***** Material to process *****

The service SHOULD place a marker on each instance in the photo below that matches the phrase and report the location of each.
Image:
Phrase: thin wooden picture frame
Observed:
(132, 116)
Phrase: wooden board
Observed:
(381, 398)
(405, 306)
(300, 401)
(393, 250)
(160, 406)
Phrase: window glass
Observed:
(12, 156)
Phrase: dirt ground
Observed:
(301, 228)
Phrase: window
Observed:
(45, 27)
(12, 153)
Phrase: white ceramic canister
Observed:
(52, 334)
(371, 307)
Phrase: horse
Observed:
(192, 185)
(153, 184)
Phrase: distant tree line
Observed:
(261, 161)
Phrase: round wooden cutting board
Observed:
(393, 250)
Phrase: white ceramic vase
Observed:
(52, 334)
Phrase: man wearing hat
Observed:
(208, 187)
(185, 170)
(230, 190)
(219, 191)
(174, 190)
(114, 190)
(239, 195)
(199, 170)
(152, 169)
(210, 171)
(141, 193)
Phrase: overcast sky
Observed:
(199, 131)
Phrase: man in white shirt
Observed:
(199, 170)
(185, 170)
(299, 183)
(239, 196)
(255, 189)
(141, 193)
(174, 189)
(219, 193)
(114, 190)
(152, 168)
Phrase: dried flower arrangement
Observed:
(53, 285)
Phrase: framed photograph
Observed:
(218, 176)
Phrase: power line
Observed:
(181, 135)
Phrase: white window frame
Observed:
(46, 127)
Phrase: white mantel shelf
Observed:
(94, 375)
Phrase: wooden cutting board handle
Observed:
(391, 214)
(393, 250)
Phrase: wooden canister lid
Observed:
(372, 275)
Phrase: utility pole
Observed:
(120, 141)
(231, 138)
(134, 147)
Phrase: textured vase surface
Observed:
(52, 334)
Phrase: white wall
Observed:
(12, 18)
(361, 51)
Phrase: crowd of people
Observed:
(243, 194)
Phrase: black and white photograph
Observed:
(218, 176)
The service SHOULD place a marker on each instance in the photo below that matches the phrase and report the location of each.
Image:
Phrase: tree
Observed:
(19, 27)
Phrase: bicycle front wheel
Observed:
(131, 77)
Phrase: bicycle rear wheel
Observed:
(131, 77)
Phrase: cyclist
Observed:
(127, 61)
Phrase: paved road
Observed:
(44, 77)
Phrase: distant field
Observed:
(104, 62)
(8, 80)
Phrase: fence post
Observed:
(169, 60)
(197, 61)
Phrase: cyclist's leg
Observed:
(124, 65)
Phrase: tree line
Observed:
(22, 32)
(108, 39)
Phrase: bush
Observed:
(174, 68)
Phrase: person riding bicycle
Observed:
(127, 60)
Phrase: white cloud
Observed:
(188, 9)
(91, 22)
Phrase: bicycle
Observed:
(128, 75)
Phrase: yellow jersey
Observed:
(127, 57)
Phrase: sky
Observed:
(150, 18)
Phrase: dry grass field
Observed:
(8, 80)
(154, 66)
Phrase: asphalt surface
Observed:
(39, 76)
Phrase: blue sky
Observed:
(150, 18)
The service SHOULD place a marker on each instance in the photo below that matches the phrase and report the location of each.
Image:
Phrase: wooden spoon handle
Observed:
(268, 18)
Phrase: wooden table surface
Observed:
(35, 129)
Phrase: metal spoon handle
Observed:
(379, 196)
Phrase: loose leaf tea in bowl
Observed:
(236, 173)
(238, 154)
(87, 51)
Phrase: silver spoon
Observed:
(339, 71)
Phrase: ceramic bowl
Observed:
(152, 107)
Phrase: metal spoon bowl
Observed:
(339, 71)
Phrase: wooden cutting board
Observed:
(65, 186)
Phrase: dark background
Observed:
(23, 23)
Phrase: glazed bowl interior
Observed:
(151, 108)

*****

Exercise objective:
Could you copy exactly the line containing "Phrase: wooden canister lid" and each line after it through the end of the records, and nothing else?

Exercise solution:
Phrase: wooden canister lid
Observed:
(372, 275)
Phrase: utility pole
Observed:
(120, 141)
(231, 138)
(134, 147)
Phrase: textured vase surface
Observed:
(52, 334)
Phrase: white wall
Observed:
(12, 18)
(361, 51)
Phrase: crowd of people
Observed:
(243, 194)
Phrase: black and white photograph
Observed:
(218, 176)
The service SHOULD place a marker on each instance in the photo below that matches the phrase and report the location of each.
Image:
Phrase: tree
Observed:
(19, 27)
Phrase: bicycle front wheel
Observed:
(131, 77)
Phrase: bicycle rear wheel
Observed:
(131, 77)
Phrase: cyclist
Observed:
(127, 61)
Phrase: paved road
Observed:
(44, 77)
Phrase: distant field
Observed:
(104, 62)
(8, 80)
Phrase: fence post
Observed:
(169, 60)
(197, 61)
Phrase: cyclist's leg
Observed:
(124, 65)
Phrase: tree line
Observed:
(22, 32)
(108, 39)
Phrase: bush
Observed:
(174, 68)
Phrase: person riding bicycle
Observed:
(127, 60)
Phrase: white cloud
Observed:
(188, 9)
(91, 22)
Phrase: bicycle
Observed:
(128, 75)
Phrase: yellow jersey
Observed:
(127, 57)
Phrase: sky
Observed:
(150, 18)
Phrase: dry grass field
Observed:
(8, 80)
(154, 66)
Phrase: asphalt surface
Observed:
(39, 76)
Phrase: blue sky
Observed:
(150, 18)
The service SHOULD place a marker on each instance in the photo below that matches the phrase and report the location of each.
Image:
Phrase: wooden spoon handle
Observed:
(268, 18)
Phrase: wooden table surface
Observed:
(35, 129)
Phrase: metal spoon handle
Observed:
(379, 196)
Phrase: loose leaf tea in bowl
Observed:
(236, 173)
(238, 154)
(87, 51)
Phrase: silver spoon
Observed:
(339, 71)
Phrase: ceramic bowl
Observed:
(152, 107)
Phrase: metal spoon bowl
Observed:
(339, 71)
Phrase: wooden cutting board
Observed:
(65, 186)
Phrase: dark background
Observed:
(23, 23)
Phrase: glazed bowl interior
Observed:
(151, 108)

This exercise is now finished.